**提示文**.
単独で演奏されることの多い前奏曲は、心踊るほど楽しく、おそらく誰もが耳にしたことのあるほどに有名です。また、第1幕のカルメンの「ハバネラ」、第2幕のホセの「花の歌」、エスカミーリョの「闘牛士の歌」、第3幕のミカエラの「何が出たって怖くないわ」など名曲揃いです。
以下フランス語の曲名でネット検索すると、有名なオペラ歌手が歌うそれの音源や映像を視聴できますので、オペラ鑑賞の前にこれだけ聴いておくだけでも感情移入しやくすなるかもしれません。
[0] 前奏曲:作品の内容を見事に表現している音楽で、まず華やかな「闘牛士の入場」のメロディ、その後軽快な「闘牛士の歌」のメロディ、そして曲は一転して悲劇的な「運命のテーマ」に変わり、不完全な形で終わります。
[1b] 「L’amour est un oiseau rebelle(ハバネラ:恋は野の鳥)」:カルメンの登場からカルメンの性格を強烈に印象付ける「ハバネラ」は、キューバのハバナ独特のリズムを用いた舞曲で、「恋は野の鳥」の名でも知られる有名なアリアです。カルメン歌手の最初の腕の見せどころで、凄みを効かせて歌ったり、色っぽく歌ったり、鼻歌風に歌ったりするものもありますが、カルメンはこの曲を歌って、自分に無関心だったホセを振り向かせようとします。

**入力データ行**.
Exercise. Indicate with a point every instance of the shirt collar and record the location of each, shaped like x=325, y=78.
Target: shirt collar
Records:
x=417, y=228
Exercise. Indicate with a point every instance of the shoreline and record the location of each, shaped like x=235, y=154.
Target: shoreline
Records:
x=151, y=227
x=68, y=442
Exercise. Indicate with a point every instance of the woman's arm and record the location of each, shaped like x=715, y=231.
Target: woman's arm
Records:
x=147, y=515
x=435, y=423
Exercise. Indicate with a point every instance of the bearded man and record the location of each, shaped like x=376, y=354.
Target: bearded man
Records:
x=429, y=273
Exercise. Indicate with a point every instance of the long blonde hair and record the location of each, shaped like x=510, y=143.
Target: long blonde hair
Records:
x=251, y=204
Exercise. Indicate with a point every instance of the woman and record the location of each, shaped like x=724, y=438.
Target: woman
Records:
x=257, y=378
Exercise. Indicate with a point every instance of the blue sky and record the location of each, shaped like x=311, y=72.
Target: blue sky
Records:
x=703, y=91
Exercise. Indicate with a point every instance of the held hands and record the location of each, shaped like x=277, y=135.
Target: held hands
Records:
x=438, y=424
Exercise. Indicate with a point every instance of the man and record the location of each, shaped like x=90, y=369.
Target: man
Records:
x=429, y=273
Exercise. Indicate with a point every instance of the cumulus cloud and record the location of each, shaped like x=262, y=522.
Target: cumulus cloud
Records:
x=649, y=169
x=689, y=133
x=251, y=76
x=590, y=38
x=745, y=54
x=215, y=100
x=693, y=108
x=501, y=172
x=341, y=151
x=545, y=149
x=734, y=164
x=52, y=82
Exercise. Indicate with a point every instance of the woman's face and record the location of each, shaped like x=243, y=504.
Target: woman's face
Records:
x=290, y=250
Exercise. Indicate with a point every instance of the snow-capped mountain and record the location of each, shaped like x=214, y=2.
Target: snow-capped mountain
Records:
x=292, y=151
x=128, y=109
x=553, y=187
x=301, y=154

**課題の内容**.
**1)** データ行のうち、「Exercise. Indicate with a point every instance of the man」を含む行から始まり最後のデータ行で終わる範囲を、「Target」を「Object」に置き換え、ほかは一切変えずに書き改めなさい。
**2)** オペラ「カルメン」の名曲を紹介する提示文の続きを、最後の文の後から引き継いで書きなさい。

**課題の解答**.
**1)**
Exercise. Indicate with a point every instance of the man and record the location of each, shaped like x=90, y=369.
Object: man
Records:
x=429, y=273
Exercise. Indicate with a point every instance of the cumulus cloud and record the location of each, shaped like x=262, y=522.
Object: cumulus cloud
Records:
x=649, y=169
x=689, y=133
x=251, y=76
x=590, y=38
x=745, y=54
x=215, y=100
x=693, y=108
x=501, y=172
x=341, y=151
x=545, y=149
x=734, y=164
x=52, y=82
Exercise. Indicate with a point every instance of the woman's face and record the location of each, shaped like x=243, y=504.
Object: woman's face
Records:
x=290, y=250
Exercise. Indicate with a point every instance of the snow-capped mountain and record the location of each, shaped like x=214, y=2.
Object: snow-capped mountain
Records:
x=292, y=151
x=128, y=109
x=553, y=187
x=301, y=154

**2)**
[1d] 「Près de la porte de Séville(セギディリャ:セビリャの城壁の近くに)」:カルメンは護送するホセに向かってホセを誘惑する「セギディリャ」を歌い始めます。セギディリャはスペインのアンダルシア地方の三拍子の舞曲で、ホセは次第に魅了されていき、最後には「カルメン、愛している!」と告白してしまいます。
[2b] 「Vorte toast… je peux vous le rendre(闘牛士の歌:諸君の乾杯を喜んで受けよう)」:「闘牛士の歌」として知られ、これは闘牛の様子を歌ったものです。花形闘牛士エスカミーリョの登場にふさわしいヒロイックで華やかな旋律が特徴です。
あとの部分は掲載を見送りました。